··· Recorded information
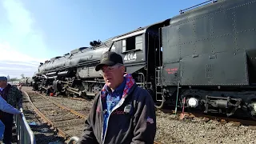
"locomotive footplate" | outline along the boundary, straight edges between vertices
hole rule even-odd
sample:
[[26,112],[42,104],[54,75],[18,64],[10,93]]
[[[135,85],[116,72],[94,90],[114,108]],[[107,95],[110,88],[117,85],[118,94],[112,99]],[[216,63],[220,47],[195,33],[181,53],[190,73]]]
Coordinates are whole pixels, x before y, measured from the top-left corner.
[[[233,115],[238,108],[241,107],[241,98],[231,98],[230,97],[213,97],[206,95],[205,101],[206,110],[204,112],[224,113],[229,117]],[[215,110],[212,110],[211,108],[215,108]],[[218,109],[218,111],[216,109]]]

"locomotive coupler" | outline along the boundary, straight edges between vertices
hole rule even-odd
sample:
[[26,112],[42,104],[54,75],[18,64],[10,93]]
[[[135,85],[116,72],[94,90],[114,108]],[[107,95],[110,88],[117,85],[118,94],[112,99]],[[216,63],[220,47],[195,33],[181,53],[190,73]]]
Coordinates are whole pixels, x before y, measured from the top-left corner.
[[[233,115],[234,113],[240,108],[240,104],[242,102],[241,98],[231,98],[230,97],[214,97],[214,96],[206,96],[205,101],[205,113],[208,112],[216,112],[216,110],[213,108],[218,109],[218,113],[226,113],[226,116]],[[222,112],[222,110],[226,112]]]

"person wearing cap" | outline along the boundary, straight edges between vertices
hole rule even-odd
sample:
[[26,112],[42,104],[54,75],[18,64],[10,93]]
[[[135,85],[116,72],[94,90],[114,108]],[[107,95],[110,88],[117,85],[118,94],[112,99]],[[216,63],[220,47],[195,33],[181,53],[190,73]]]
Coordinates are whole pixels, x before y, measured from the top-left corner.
······
··· Recorded information
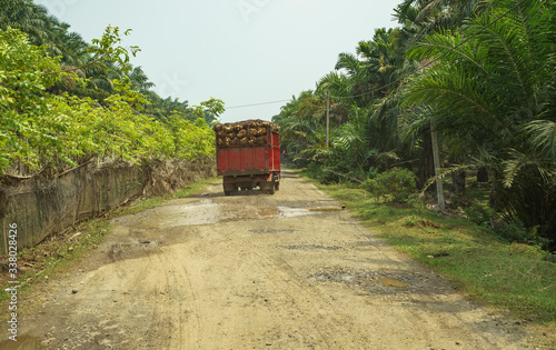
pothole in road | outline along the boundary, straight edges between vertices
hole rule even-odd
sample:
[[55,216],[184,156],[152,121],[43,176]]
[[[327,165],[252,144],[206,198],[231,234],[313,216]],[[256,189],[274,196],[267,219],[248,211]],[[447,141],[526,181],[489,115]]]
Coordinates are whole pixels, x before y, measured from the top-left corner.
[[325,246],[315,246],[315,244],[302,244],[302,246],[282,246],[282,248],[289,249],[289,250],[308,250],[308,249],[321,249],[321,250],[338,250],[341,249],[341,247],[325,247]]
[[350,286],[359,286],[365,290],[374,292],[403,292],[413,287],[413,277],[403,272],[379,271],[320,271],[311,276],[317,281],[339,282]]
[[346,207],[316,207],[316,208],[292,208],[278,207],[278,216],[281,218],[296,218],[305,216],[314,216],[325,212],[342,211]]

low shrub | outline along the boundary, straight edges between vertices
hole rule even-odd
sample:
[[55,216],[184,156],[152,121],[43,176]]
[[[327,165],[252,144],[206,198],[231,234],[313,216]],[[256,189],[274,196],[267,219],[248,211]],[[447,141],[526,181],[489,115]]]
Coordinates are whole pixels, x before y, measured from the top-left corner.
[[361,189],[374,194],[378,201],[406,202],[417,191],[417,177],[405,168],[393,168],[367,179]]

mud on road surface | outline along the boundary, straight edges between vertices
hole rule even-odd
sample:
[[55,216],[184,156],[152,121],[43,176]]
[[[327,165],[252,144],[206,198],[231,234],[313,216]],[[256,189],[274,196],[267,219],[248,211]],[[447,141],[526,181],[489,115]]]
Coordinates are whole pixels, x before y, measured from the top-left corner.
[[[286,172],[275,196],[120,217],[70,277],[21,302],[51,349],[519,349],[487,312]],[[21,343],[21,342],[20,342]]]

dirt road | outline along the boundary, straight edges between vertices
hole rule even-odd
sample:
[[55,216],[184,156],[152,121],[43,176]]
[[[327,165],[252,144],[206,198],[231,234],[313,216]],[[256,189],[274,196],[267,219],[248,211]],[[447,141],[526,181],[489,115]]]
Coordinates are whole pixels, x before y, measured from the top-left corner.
······
Task:
Copy every line above that contains the word "road", matching case exactly.

Right answer:
pothole in road | outline along the boundary, straight edges between vertices
mud on road surface | outline along the boundary, straight edges between vertices
dirt road | outline along the boundary, straight edges between vertices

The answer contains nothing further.